The decrease was primarily due to the reduced demand from the
market during the three months ended March 31, 2023. In addition,
due to the large demand from the US market, the Company has been
focusing on the production of off-road vehicles, especially
crossover golf carts, which could bring in better profit
margin.
Zhejiang Kandi Technologies, its subsidiaries and SC
Autosports’ revenue for the three months ended March 31, 2023
primarily consisted of revenue from the sales of battery packs,
body parts, EV controllers, air conditioning units and other auto
parts for use in the manufacturing of EV products. These sales
accounted for 0.1% of total sales.
EV Products
During the three months ended March 31, 2023, Zhejiang Kandi
Technologies, its subsidiaries and SC Autosports’ revenue from
the sale of EV Products was $0, representing a decrease of 100%
from $339,955 for the same quarter of 2022. The decrease was
primarily due to less demand from the market for our EV products.
In addition, due to the large demand from the US market, the
Company has been focusing on the production of off-road vehicles,
especially crossover golf carts, which could bring in better profit
margin.

### RECORDED DATA
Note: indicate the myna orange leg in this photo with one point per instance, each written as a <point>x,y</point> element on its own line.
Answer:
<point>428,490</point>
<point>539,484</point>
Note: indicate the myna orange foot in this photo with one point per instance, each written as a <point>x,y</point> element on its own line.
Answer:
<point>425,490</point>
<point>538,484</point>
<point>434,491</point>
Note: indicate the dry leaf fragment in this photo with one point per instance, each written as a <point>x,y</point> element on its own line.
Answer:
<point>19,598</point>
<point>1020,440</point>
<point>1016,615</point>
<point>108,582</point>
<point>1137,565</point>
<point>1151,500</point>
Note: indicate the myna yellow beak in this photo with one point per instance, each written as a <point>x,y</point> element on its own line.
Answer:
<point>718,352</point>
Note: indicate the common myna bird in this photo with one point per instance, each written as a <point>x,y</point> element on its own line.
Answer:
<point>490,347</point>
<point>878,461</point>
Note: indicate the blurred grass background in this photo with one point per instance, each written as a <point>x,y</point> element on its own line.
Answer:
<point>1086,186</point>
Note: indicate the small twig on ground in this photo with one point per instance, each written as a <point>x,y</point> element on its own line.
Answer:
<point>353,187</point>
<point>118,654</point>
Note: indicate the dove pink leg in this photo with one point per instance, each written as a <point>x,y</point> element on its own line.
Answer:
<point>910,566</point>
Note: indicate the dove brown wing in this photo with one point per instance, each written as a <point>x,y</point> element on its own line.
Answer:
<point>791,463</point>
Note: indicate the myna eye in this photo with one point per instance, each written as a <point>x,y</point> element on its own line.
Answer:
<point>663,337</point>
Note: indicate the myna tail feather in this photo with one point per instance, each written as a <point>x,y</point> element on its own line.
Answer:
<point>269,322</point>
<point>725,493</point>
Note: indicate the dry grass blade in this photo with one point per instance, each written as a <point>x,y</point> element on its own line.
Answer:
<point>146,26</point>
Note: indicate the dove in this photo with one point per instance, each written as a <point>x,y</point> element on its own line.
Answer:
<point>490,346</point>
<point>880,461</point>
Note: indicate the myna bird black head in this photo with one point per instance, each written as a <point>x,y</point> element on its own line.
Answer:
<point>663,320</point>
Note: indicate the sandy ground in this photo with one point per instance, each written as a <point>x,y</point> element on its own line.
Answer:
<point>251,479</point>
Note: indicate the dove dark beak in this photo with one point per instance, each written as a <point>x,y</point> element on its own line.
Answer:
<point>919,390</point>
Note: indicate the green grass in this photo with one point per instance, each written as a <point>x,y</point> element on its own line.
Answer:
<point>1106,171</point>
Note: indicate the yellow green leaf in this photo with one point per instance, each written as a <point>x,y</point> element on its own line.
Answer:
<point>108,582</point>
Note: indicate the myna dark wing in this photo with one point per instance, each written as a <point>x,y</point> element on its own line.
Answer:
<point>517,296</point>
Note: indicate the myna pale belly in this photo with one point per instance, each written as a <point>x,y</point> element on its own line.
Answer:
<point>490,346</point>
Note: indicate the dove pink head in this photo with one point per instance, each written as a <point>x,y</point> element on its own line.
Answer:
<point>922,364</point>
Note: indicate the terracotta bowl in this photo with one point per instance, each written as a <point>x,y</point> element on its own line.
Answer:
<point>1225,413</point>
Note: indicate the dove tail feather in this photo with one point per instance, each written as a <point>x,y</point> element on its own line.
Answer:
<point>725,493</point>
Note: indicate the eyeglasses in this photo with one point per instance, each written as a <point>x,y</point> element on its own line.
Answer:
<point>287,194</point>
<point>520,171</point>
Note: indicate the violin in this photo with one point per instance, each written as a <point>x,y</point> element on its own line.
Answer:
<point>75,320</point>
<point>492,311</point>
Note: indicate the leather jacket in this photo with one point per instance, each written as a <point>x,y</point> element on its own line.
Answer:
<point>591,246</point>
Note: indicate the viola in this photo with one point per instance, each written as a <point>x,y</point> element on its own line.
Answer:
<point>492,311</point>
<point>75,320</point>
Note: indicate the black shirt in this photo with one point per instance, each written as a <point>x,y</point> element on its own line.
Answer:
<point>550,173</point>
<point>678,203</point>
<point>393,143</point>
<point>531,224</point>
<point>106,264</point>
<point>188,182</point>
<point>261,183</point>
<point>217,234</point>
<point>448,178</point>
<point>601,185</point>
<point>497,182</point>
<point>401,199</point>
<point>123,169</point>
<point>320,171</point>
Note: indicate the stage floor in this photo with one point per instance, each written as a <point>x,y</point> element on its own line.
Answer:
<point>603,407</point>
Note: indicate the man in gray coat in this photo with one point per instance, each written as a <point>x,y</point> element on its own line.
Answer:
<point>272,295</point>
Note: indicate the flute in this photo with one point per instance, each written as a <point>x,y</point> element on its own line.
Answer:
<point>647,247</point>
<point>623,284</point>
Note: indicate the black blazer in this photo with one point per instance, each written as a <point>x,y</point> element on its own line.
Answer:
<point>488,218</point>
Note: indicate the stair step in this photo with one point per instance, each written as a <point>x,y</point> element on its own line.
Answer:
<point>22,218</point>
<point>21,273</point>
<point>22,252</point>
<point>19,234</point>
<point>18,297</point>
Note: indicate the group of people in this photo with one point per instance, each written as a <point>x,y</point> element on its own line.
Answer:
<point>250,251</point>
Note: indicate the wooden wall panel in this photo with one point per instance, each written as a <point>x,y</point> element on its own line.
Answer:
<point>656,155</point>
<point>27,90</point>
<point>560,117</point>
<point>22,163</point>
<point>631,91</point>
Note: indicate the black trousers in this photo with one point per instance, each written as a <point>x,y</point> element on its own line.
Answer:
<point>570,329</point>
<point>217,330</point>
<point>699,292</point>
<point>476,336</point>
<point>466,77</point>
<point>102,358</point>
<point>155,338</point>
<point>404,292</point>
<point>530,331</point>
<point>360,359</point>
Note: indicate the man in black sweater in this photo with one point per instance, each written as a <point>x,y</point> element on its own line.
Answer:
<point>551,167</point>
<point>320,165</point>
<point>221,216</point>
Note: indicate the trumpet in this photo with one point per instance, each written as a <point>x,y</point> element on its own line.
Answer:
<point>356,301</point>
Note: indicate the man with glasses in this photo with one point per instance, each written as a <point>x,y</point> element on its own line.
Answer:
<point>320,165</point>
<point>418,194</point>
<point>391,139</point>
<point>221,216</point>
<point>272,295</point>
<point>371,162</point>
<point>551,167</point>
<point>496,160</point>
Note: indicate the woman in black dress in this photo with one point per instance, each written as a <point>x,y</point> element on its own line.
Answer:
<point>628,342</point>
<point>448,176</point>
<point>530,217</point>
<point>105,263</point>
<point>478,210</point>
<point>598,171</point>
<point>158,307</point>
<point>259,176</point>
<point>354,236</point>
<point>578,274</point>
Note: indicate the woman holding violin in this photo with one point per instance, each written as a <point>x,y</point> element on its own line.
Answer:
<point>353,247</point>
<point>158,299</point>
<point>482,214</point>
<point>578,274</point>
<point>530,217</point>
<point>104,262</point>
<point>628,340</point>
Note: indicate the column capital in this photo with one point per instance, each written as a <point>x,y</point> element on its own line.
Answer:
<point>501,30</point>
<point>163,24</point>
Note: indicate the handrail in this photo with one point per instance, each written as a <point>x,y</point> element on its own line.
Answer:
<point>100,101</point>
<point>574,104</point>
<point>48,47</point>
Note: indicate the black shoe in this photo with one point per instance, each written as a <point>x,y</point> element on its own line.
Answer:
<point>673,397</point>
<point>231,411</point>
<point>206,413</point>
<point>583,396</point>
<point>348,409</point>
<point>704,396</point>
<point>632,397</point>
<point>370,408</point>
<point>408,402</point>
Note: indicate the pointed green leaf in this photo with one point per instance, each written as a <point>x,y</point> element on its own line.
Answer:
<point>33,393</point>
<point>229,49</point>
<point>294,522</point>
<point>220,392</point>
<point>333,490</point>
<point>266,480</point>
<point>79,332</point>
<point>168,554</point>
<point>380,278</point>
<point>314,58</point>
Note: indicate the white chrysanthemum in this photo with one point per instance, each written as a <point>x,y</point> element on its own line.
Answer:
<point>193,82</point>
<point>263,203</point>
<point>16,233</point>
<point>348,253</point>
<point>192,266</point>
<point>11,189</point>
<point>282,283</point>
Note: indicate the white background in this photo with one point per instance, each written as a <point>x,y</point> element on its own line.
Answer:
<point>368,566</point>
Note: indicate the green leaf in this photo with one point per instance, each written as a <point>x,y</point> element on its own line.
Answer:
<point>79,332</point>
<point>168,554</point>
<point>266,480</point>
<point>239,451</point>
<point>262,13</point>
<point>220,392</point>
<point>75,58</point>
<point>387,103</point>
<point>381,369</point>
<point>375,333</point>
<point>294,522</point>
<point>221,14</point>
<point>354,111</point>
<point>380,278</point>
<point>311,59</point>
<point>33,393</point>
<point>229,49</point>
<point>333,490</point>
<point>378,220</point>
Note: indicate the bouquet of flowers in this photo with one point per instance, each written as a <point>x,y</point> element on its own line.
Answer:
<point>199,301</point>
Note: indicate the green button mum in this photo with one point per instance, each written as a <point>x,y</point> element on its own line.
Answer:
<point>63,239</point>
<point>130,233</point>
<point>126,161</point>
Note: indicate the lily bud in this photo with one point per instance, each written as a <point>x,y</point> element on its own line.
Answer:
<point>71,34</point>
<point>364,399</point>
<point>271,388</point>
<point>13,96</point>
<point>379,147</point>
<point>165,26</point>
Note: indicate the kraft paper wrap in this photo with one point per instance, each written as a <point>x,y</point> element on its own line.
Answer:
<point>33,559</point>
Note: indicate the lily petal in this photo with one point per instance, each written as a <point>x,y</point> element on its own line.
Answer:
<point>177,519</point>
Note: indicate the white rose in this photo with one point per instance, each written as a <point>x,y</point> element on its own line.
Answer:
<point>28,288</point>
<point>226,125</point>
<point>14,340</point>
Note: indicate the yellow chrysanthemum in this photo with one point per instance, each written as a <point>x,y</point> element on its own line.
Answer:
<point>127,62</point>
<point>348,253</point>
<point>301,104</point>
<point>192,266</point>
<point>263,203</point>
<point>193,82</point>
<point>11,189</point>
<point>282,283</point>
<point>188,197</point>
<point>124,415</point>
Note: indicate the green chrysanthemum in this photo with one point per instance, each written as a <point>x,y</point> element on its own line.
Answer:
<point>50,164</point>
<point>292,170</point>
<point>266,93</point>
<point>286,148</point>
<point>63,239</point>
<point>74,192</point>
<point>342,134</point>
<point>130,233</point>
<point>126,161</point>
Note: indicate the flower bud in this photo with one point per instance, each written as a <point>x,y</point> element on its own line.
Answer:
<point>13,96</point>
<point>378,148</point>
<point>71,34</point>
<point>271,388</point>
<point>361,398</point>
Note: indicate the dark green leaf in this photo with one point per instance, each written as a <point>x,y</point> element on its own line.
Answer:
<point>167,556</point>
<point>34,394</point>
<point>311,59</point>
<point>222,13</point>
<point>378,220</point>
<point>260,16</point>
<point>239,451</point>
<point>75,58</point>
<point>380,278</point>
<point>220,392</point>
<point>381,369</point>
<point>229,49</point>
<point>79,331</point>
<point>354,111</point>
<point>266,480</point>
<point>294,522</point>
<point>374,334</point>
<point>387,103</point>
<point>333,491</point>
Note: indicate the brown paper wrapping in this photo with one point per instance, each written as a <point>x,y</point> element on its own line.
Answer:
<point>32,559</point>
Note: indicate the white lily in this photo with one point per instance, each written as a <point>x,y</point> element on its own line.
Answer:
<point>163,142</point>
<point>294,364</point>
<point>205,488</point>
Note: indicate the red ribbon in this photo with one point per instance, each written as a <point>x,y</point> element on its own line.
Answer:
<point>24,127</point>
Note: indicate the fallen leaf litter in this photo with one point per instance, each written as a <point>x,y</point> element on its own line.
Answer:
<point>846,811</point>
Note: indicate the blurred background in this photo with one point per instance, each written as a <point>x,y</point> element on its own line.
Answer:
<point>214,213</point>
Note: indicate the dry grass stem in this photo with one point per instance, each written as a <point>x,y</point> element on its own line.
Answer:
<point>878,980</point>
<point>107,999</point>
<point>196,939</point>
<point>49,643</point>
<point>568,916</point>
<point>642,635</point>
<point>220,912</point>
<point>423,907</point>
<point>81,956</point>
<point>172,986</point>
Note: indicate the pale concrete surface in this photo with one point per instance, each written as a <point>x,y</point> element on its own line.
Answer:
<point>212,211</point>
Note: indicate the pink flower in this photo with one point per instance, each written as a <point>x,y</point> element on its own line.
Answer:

### SET PROBLEM 1
Answer these from the revenue excerpt:
(a) What was the revenue from EV Products sales in the same quarter of 2022?
(b) What percentage of total sales came from the parts sales used in making EV products?
(c) Which off-road vehicles does the company focus on in particular?
### SET PROBLEM 2
Name every item that the revenue excerpt lists as sold for use in making EV products.

### FINISHED ANSWER 1
(a) $339,955
(b) 0.1%
(c) Crossover golf carts

### FINISHED ANSWER 2
Battery packs, body parts, EV controllers, air conditioning units, other auto parts